# Reverse Osmosis unit?



## KipperSarnie (24 Jul 2016)

New to modern Aquatics, a little knowledge is dangerous, I purchased a 4 stage RO unit, not happy with the flow I added another RO chamber that filtered the cleaning water from the first chamber, this reduced my waste water & upped the delivery of RO water.

So now I have a 5 chamber unit:
(1)  Sediment Filter
(2)  Carbon filter
(3)  Reverse Osmosis Membrane 75lt
(4)  Reverse Osmosis Membrane 120lt
(5)  DI resin

Now I have a little more knowledge, so I'm a little more dangerous, I wondered if I really needed complete OR water changes?
So
I've added two taps to bypass the RO Membranes so the water is only filtered (1, 2 & 5 sections)
This gives me the choice of full RO water or just filtered water!

I've not done a full analysis but here are the TDS readings:

Tap water:  226ppm
Filtered water:  44ppm
RO water:  09ppm

Your views please! 
Is it worth it?
Is there liable to be a problem because I'm missing something?


----------



## KipperSarnie (25 Jul 2016)

Follow up:
This morning I have swapped (3) & (4) around so that the 120lt membrane is the main membrane & therefore the 70lt membrane scavenges the waste from the 120lt.

Tap water:  227ppm
Filtered water:  11ppm
RO water:  5ppm

I'm due a water change today so I'll check these figures after it's run a while as zero ppm RO water at the moment eludes me which could be due to the residue water in the filters.


----------



## Nick16 (25 Jul 2016)

I personally wouldn't worry about achieving zero. Mine hits zero after a filter change but slowly creeps up. After a year it hits 10ppm and i change the filters again, just as a precaution. 

The main thing you are trying to achieve is to remove harmful metals and contaminants from the water and reduce hardness slightly. 

My CRS tank needed a TDS of about 120-140. My tap water was 330. A few PPM here and there isnt much to worry about as you will just re-mineralise (sp?) to the correct levels anyway. 

what are you trying to keep?


----------



## KipperSarnie (25 Jul 2016)

Originally Discus but having visited breeders & specialist I'm non to happy with what the breeders have done with this majestic fish so Discus will have to wait till I've converted the fish room & buy wild or near wild stock.
The alternative was always Chocolate Gourami & other Asian black water inhabitants, except I also have a love of Keyhole Cichlids so bang goes the geographical tank idea!!


----------



## Chrispowell (25 Jul 2016)

The flow on an RO filter is restricted by the flow restricter.

If you wanted more flow you could get a taller filter with larger pods running on 3/8 pipe..

I used to use a float valve to fill up a container and then shut the water off. I then drained the tank and pumped the Ro water into the tank


----------



## GHNelson (25 Jul 2016)

Hi
I have used RO in the past for a planted aquarium...not specifically for fish!
RO cannot be used neat.....it has to be remineralised in some form!
I cut the RO with tap water on a 3 to 1 unit ratio this was a good ratio for my needs!
Therefore you need to do some detective work regarding which parameters you would like to achieve!
Some information below!
 RO USE! 
hoggie


----------



## KipperSarnie (25 Jul 2016)

********

DIRECTION 1: Reproduce the reverse osmosis thread word for word, from "I'm due a water" up to and including "reduce hardness slightly.".
DIRECTION 2:
Answer these from the reverse osmosis thread:
(a) What TDS reading did the first post give for tap water?
(b) At what TDS reading does Nick16 change the filters?
(c) In what ratio did GHNelson cut RO water with tap water?

********

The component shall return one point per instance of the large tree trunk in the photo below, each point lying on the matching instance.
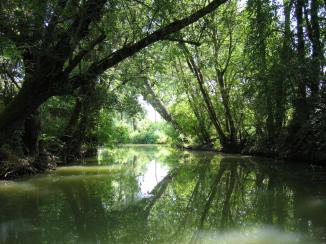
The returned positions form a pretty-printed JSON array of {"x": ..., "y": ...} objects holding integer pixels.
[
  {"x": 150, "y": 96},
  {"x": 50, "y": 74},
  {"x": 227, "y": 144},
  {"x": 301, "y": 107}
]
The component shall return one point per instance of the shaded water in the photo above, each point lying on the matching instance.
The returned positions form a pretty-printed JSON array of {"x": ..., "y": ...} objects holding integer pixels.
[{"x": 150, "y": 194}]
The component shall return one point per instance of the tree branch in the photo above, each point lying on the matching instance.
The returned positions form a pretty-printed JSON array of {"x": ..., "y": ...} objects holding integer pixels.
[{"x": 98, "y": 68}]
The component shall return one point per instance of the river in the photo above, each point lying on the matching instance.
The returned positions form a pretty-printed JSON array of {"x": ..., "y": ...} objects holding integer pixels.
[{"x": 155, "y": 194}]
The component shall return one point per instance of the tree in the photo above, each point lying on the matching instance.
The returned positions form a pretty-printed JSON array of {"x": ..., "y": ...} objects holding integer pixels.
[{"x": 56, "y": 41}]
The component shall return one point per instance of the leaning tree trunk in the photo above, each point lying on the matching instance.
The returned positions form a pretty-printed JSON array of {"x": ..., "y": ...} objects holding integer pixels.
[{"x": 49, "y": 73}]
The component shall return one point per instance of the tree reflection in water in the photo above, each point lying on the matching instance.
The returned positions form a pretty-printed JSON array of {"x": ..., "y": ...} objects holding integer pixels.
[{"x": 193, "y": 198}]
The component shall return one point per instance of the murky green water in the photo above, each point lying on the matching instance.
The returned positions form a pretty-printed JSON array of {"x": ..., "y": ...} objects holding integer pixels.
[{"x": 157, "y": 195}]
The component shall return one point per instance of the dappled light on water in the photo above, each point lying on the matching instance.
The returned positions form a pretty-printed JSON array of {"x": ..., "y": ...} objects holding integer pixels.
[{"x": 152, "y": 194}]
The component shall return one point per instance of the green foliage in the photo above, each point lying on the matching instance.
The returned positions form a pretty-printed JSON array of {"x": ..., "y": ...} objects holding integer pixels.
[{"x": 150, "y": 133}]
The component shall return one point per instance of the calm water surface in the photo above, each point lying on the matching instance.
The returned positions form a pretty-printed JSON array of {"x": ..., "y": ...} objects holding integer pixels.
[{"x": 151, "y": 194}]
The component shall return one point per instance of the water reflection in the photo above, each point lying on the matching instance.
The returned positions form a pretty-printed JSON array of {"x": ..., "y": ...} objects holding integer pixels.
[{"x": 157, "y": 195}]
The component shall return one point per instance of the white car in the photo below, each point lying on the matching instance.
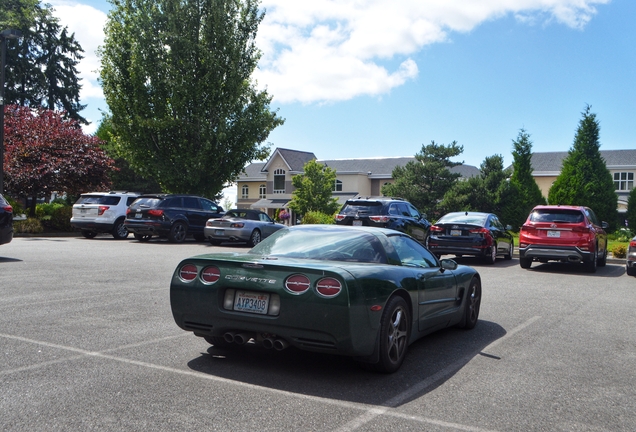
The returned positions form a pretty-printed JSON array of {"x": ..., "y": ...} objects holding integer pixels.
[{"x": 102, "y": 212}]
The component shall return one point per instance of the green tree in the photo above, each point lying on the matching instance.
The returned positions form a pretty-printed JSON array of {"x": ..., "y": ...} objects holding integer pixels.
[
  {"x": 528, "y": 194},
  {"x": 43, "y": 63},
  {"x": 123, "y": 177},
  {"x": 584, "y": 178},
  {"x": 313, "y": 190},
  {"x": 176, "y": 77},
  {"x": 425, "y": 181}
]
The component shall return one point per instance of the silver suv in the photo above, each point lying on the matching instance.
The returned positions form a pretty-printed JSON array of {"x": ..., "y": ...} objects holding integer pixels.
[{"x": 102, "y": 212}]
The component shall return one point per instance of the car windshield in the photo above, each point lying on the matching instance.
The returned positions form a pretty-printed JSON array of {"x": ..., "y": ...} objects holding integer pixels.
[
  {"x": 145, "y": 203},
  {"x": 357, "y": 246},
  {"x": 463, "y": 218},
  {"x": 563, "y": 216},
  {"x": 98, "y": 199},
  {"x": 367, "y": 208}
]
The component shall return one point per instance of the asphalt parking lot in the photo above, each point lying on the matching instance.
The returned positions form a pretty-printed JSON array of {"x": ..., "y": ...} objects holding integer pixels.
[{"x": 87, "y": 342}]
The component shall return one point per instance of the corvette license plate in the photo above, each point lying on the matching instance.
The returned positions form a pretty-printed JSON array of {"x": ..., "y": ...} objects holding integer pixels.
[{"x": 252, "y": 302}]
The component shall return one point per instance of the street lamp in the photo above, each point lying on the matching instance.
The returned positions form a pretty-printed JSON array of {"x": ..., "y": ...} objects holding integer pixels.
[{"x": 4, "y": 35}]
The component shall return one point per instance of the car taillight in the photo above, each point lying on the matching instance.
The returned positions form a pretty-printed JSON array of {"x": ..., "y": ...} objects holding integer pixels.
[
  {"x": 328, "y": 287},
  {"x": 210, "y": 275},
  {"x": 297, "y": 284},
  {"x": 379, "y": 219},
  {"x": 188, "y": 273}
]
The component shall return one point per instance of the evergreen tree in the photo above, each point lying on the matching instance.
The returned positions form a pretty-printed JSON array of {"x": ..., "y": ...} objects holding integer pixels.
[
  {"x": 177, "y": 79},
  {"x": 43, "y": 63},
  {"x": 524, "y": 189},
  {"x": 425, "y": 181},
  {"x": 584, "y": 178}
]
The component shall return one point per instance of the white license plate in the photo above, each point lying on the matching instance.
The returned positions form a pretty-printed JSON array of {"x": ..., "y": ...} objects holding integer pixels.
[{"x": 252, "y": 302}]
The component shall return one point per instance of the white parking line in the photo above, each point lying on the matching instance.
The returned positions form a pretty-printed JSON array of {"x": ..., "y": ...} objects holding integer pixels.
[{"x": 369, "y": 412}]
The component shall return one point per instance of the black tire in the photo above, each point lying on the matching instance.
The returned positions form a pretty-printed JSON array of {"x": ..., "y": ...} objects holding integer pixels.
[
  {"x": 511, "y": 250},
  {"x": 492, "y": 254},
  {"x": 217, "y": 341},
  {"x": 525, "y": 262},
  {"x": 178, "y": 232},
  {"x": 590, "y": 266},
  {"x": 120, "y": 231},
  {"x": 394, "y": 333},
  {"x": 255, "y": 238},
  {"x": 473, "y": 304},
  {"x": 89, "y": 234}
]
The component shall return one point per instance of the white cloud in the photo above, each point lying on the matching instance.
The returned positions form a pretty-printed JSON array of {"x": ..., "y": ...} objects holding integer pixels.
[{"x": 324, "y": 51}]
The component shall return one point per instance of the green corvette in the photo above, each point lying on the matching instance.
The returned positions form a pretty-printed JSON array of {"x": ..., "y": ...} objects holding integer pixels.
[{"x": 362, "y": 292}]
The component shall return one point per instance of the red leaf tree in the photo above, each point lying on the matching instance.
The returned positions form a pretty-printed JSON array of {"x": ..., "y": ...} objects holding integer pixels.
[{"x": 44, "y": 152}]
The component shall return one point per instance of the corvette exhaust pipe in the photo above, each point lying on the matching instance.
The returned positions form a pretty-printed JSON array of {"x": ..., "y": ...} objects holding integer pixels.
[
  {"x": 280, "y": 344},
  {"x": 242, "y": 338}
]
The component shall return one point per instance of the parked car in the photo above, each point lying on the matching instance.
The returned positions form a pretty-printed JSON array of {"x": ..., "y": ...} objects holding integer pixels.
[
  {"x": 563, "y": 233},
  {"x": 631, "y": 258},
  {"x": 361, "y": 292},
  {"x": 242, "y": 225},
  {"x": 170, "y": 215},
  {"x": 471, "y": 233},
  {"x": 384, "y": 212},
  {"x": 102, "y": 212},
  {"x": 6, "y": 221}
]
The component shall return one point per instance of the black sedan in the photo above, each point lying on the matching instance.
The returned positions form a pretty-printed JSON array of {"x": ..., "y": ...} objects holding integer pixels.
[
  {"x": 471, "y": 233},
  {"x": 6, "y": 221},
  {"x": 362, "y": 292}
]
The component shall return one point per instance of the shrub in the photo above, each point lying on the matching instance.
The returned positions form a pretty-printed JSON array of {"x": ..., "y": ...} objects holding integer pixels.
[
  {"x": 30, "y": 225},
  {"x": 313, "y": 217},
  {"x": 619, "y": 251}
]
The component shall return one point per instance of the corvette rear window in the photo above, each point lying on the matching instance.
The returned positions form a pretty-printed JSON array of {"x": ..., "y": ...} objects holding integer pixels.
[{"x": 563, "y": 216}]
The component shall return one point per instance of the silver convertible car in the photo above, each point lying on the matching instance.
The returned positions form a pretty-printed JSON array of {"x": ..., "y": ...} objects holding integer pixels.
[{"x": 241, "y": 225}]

********

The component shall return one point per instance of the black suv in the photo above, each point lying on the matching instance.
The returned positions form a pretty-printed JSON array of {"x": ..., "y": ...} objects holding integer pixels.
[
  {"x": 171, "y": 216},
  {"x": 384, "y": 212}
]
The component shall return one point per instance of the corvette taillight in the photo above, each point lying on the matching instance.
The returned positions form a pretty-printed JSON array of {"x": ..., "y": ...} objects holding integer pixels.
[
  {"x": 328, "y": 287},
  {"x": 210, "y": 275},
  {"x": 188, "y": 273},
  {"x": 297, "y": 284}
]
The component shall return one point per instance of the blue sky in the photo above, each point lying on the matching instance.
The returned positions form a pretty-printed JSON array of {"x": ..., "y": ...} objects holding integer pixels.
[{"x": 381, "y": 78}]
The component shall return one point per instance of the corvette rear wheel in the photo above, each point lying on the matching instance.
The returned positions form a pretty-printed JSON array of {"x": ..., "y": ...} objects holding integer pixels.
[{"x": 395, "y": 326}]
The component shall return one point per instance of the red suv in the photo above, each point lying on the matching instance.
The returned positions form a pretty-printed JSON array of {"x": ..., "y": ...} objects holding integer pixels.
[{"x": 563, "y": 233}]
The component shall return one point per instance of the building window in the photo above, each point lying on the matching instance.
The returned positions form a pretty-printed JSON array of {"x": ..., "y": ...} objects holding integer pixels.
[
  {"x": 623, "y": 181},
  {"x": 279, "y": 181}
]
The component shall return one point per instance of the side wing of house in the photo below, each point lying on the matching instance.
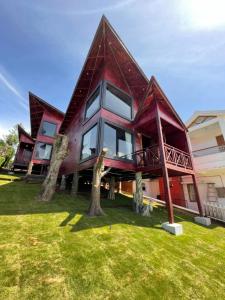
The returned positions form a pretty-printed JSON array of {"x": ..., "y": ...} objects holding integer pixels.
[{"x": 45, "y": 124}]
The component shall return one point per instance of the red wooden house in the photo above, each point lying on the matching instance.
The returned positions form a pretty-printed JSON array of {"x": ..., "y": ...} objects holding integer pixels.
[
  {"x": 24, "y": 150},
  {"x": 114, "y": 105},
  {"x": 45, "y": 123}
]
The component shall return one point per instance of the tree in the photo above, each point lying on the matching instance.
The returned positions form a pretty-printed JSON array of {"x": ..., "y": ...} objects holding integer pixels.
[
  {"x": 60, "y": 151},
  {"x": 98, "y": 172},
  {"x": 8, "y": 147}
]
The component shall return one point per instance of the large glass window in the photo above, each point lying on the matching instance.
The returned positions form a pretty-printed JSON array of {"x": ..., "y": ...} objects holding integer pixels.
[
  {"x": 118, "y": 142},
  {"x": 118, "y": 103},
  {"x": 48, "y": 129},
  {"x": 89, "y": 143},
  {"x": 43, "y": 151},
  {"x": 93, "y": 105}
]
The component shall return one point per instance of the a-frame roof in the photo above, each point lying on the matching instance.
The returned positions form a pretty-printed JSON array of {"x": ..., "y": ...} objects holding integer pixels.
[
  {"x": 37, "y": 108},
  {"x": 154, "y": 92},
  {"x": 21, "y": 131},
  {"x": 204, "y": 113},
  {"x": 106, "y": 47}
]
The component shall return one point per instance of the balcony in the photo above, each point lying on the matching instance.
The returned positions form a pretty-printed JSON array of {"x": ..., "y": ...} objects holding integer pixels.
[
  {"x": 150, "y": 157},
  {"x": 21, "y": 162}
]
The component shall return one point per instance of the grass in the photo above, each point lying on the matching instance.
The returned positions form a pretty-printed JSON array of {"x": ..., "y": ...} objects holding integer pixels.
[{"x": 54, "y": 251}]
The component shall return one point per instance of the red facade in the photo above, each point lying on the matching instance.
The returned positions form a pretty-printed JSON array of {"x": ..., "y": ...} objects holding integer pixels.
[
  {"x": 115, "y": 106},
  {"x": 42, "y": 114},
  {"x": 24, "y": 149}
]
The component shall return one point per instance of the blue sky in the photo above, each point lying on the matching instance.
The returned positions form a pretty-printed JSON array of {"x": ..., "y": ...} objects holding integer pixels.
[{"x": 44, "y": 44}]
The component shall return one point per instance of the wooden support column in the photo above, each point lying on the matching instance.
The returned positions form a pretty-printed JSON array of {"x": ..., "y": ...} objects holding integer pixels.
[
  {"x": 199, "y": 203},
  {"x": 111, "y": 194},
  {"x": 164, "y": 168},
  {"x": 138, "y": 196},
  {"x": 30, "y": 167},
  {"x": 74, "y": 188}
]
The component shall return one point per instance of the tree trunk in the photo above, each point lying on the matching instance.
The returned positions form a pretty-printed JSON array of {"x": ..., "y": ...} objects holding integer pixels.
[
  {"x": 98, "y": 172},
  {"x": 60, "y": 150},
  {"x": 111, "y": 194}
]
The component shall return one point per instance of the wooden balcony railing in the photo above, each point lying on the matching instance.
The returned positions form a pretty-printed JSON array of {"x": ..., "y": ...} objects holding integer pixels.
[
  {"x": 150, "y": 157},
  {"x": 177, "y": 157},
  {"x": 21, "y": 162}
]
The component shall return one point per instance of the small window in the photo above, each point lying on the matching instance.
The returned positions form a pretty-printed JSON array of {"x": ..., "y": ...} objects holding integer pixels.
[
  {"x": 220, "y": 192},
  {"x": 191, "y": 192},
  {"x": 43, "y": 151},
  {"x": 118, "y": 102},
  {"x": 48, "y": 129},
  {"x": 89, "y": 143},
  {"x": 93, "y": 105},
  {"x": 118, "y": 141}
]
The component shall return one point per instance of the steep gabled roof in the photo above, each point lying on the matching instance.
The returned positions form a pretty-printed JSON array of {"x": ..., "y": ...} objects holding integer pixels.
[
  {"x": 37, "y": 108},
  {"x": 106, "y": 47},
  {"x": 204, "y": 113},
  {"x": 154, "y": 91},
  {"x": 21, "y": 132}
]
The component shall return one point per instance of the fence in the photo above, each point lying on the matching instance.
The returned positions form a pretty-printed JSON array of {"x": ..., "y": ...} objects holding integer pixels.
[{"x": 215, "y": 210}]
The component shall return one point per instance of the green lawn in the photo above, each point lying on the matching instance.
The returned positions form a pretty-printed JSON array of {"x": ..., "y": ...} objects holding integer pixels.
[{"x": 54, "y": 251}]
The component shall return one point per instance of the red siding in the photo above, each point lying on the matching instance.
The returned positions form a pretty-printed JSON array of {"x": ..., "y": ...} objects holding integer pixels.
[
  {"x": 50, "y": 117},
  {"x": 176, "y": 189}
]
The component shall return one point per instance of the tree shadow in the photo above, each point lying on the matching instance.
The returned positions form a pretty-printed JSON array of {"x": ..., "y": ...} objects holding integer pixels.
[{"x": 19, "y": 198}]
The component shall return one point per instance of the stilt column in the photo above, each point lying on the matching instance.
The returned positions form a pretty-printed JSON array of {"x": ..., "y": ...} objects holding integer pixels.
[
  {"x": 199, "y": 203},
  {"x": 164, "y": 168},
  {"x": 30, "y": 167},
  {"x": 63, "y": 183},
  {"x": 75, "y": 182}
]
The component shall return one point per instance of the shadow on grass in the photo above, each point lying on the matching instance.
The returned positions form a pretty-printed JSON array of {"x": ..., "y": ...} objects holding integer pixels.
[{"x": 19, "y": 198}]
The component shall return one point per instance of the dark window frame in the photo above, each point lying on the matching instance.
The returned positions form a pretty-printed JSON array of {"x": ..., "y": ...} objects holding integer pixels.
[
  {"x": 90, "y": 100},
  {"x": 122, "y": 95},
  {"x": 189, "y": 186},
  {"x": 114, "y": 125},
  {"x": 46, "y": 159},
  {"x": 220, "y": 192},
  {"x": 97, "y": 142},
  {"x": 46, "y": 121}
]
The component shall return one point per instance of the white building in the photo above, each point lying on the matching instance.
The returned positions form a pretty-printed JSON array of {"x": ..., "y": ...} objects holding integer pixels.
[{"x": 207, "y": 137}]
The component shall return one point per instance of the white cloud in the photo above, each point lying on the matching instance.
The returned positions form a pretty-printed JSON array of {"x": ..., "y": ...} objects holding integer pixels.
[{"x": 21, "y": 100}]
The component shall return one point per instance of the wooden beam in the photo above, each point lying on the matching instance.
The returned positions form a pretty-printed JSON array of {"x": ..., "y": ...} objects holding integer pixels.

********

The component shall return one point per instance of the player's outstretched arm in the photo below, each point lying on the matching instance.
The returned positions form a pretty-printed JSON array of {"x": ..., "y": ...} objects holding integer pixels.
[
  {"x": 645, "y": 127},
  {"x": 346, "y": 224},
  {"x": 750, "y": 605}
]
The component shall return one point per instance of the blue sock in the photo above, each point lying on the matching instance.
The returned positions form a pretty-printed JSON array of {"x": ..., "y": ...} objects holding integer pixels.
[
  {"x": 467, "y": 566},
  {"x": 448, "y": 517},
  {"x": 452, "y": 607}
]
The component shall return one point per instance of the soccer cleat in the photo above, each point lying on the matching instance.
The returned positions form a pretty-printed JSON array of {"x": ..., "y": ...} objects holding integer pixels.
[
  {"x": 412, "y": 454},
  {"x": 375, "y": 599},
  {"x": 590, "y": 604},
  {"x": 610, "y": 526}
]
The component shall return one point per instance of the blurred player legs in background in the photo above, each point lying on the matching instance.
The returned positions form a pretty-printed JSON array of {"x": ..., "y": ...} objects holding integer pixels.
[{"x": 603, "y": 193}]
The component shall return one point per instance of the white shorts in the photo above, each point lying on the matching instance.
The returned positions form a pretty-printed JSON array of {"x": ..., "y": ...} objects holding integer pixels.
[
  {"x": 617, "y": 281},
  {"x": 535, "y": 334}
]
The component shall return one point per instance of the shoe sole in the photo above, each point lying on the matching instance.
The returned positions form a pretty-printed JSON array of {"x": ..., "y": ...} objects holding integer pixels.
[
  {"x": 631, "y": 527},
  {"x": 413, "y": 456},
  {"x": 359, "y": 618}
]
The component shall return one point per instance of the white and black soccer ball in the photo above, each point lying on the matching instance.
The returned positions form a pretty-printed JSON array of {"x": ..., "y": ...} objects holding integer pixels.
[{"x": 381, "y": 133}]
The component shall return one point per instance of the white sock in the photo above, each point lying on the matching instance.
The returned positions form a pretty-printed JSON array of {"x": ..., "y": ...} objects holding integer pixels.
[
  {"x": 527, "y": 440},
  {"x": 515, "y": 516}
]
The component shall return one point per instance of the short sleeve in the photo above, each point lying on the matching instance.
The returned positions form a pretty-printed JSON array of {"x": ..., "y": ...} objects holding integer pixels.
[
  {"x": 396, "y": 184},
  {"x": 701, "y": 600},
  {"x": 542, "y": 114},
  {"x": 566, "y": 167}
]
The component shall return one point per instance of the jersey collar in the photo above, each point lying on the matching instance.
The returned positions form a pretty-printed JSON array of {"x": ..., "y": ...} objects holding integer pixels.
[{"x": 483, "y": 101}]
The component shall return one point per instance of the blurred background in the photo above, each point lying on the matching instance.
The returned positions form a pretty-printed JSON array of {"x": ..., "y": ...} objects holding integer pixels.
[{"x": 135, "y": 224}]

********

RESPONSE 1:
I'm due a water change today so I'll check these figures after it's run a while as zero ppm RO water at the moment eludes me which could be due to the residue water in the filters.


----------



## Nick16 (25 Jul 2016)

I personally wouldn't worry about achieving zero. Mine hits zero after a filter change but slowly creeps up. After a year it hits 10ppm and i change the filters again, just as a precaution. 

The main thing you are trying to achieve is to remove harmful metals and contaminants from the water and reduce hardness slightly.

RESPONSE 2:
(a) 226ppm
(b) 10ppm
(c) 3 to 1